Exercise brief »
Gather each line in the rows below that contains the string "wooden". Letter case must match.

Records from a data source »
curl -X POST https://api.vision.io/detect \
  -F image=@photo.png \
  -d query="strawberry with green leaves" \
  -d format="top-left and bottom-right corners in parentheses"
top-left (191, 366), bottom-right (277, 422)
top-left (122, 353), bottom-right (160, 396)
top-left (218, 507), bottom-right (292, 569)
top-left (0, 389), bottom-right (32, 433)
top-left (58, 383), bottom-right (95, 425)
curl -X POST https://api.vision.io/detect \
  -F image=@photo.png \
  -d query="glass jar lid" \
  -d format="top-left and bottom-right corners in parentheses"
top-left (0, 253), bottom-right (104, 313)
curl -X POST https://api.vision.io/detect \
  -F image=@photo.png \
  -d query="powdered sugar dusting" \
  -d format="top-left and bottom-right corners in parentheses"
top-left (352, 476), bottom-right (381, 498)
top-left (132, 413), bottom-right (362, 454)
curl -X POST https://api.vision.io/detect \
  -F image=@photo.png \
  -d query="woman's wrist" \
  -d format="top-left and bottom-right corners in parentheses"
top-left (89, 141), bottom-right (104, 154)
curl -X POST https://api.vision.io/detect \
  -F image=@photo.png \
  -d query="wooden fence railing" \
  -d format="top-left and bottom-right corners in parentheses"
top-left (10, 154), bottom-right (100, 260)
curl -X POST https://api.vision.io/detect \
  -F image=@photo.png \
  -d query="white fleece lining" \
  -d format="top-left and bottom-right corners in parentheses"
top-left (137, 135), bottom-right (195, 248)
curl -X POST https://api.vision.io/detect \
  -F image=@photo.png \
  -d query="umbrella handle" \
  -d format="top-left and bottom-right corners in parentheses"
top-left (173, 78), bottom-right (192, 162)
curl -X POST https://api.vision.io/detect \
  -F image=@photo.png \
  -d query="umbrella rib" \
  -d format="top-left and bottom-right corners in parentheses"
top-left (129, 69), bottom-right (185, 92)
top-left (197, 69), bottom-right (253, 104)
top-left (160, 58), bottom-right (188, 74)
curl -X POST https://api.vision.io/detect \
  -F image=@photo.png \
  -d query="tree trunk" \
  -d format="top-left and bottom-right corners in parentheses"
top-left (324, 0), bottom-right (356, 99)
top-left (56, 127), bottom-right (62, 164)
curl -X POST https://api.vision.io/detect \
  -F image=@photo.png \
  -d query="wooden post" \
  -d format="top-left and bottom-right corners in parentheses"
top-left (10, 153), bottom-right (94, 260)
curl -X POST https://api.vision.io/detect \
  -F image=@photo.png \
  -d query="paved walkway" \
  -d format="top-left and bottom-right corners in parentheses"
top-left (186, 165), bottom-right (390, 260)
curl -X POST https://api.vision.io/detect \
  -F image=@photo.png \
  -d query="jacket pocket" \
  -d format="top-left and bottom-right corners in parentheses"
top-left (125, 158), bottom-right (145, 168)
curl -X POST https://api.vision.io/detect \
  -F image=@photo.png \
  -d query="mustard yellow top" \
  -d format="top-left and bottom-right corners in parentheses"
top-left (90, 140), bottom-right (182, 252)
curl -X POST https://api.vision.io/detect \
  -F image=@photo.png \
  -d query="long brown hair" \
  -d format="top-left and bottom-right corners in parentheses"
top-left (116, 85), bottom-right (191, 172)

Output for this task »
  -d query="wooden fence railing" \
  -d query="wooden post" \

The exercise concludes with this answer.